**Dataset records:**
BEGIN

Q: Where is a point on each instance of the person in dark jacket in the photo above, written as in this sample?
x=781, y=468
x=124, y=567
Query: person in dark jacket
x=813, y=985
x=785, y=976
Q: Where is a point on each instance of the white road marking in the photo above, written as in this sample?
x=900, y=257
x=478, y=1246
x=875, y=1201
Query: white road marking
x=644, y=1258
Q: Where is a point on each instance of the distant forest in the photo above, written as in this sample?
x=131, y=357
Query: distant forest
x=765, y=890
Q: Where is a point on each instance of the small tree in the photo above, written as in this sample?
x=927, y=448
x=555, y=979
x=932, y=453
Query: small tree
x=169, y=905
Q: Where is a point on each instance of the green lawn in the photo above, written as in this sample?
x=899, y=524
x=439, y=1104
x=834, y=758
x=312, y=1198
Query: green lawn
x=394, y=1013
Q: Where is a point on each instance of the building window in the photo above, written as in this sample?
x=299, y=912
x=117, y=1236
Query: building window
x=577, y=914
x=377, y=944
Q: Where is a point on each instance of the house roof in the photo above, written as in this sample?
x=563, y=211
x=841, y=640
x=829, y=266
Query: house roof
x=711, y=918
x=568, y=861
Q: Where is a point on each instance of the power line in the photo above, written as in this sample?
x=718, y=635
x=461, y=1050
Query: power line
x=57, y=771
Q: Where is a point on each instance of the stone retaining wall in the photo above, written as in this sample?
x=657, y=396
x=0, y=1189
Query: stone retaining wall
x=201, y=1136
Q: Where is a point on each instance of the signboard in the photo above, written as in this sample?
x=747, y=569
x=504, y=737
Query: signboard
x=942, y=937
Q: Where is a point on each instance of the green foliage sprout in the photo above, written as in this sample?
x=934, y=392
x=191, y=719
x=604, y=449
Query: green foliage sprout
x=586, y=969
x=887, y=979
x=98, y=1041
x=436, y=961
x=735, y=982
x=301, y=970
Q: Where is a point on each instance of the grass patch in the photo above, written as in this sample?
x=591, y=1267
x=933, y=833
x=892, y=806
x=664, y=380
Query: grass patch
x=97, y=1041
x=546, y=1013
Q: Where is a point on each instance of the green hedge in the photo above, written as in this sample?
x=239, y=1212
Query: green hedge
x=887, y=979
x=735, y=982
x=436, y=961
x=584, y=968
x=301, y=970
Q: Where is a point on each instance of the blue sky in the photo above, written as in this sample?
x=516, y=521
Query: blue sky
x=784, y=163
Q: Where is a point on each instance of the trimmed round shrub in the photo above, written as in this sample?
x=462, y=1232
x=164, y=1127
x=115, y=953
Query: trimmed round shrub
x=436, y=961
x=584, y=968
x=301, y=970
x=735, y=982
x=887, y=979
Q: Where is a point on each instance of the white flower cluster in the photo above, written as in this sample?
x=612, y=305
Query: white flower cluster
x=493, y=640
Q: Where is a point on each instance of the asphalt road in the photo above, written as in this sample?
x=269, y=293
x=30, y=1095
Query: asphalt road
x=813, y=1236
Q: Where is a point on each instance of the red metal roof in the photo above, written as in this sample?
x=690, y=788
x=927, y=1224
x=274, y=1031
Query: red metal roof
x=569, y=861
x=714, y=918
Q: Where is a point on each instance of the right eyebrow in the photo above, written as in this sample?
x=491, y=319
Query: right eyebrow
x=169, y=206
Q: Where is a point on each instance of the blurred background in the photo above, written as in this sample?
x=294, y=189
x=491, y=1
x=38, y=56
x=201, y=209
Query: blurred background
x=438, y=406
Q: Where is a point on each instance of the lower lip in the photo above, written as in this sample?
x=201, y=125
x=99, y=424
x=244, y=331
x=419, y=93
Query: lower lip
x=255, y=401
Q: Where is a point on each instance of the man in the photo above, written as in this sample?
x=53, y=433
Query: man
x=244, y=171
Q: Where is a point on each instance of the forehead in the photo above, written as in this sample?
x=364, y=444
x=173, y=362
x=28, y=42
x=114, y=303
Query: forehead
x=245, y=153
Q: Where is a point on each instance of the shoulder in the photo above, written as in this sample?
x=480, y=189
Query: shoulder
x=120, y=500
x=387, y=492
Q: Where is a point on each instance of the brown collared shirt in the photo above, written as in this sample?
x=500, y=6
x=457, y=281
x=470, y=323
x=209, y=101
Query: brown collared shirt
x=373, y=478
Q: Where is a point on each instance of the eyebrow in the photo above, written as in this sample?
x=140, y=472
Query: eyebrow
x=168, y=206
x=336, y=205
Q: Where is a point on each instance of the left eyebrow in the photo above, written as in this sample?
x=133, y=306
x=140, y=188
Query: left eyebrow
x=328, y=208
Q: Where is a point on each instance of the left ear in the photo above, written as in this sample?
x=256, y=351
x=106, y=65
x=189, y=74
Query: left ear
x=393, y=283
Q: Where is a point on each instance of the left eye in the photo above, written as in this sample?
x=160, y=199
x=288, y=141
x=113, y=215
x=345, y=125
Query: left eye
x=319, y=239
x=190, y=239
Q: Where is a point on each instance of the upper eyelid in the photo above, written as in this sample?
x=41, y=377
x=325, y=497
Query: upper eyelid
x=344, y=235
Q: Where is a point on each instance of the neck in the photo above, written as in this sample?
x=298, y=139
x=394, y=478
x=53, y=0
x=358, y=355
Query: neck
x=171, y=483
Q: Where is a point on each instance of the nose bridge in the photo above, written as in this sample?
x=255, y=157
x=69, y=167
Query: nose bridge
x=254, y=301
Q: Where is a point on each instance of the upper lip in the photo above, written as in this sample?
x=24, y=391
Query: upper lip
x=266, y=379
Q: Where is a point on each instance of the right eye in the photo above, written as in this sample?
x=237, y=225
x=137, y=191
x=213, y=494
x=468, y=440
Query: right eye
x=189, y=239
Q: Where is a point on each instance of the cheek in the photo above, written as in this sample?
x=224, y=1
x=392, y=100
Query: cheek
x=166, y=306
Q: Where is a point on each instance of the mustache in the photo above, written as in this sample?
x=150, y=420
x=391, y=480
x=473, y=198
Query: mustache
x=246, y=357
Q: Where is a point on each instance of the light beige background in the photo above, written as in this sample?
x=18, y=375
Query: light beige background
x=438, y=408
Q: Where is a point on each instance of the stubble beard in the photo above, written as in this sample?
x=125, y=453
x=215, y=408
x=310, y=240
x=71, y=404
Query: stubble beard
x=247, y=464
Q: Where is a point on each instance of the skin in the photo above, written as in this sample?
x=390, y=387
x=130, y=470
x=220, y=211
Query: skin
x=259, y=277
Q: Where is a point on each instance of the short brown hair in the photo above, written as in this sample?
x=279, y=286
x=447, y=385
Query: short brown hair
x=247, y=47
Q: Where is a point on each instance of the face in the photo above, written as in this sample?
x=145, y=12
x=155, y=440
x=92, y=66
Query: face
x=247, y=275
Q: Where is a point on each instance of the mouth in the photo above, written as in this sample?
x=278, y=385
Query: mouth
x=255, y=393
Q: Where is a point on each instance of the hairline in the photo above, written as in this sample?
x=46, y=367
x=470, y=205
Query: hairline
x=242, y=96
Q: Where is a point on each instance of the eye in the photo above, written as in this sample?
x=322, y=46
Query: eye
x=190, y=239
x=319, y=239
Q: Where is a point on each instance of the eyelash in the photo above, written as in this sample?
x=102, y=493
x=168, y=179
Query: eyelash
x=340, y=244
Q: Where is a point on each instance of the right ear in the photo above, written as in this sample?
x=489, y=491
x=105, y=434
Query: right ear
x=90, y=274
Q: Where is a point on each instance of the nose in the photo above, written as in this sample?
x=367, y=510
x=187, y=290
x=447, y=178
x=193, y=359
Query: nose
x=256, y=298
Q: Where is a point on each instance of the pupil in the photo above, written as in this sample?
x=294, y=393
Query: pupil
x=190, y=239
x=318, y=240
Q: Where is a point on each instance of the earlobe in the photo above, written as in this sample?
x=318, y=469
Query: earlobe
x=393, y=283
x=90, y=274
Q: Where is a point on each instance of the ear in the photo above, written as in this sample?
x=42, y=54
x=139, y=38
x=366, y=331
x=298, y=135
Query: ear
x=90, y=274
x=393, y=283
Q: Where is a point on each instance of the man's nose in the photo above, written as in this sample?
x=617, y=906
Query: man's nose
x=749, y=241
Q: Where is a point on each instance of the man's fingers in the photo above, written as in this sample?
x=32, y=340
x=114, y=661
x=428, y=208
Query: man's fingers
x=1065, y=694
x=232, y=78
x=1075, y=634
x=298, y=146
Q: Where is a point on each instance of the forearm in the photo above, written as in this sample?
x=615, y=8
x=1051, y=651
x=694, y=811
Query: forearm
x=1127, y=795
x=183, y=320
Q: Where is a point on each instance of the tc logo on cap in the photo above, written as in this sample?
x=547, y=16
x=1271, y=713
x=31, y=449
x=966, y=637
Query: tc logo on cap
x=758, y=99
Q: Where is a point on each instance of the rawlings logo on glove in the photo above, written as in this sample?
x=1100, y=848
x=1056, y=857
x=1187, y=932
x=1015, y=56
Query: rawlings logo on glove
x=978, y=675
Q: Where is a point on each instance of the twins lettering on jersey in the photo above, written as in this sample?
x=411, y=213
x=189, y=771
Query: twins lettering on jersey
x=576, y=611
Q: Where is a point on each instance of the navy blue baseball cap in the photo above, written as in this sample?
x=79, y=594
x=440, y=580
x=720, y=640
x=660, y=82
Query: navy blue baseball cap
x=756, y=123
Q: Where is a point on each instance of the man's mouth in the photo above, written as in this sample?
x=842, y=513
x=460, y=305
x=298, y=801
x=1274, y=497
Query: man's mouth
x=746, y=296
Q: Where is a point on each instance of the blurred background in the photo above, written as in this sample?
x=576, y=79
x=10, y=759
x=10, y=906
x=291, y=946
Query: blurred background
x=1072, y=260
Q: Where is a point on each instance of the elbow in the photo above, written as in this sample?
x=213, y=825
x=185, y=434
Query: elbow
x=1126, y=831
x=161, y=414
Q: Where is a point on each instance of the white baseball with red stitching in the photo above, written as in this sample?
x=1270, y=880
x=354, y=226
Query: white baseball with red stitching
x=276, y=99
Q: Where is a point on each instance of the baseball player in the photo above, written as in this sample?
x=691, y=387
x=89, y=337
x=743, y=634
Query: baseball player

END

**Instructions to follow:**
Taking the entries above, write out exactly each line from the one holding "Query: lower lip" to the one holding "x=394, y=478", both included, and stop there.

**Response to this task:**
Query: lower lip
x=255, y=401
Q: Where is a point on each instance of the man in the photo above, written as in this sample?
x=53, y=433
Query: man
x=244, y=171
Q: Where is a point on each instance of the forehead in the photo above, written as in this sample?
x=364, y=444
x=173, y=362
x=28, y=42
x=114, y=303
Query: forehead
x=245, y=153
Q: Where is a point on each instance of the shoulder in the photo above, written as in this sample?
x=480, y=189
Query: shoulder
x=120, y=500
x=387, y=492
Q: Where is a point on each instance of the brown collared shirt in the photo above, written as in this sample?
x=500, y=6
x=457, y=281
x=470, y=323
x=209, y=101
Query: brown collared shirt
x=373, y=478
Q: Where is a point on each instance of the eyebrow in the photo above, written as in this sample?
x=140, y=472
Query: eyebrow
x=168, y=206
x=336, y=205
Q: Where is a point on each instance of the left eyebrow in the photo above, written as in this sample?
x=133, y=306
x=140, y=188
Query: left eyebrow
x=328, y=208
Q: Where is a point on each instance of the left ear in the photo above, written as in this sample?
x=256, y=351
x=106, y=65
x=189, y=74
Query: left ear
x=393, y=283
Q: Where is a point on each instance of the left eye in the photo above, written as in this sample?
x=160, y=199
x=288, y=141
x=113, y=215
x=345, y=125
Query: left eye
x=319, y=239
x=190, y=239
Q: Where is a point on each instance of the upper eyelid in the photo above, written as in this sample?
x=41, y=377
x=325, y=497
Query: upper eyelid
x=344, y=235
Q: Where is a point on each instance of the neck in the photo above, written as in this sample?
x=298, y=139
x=394, y=478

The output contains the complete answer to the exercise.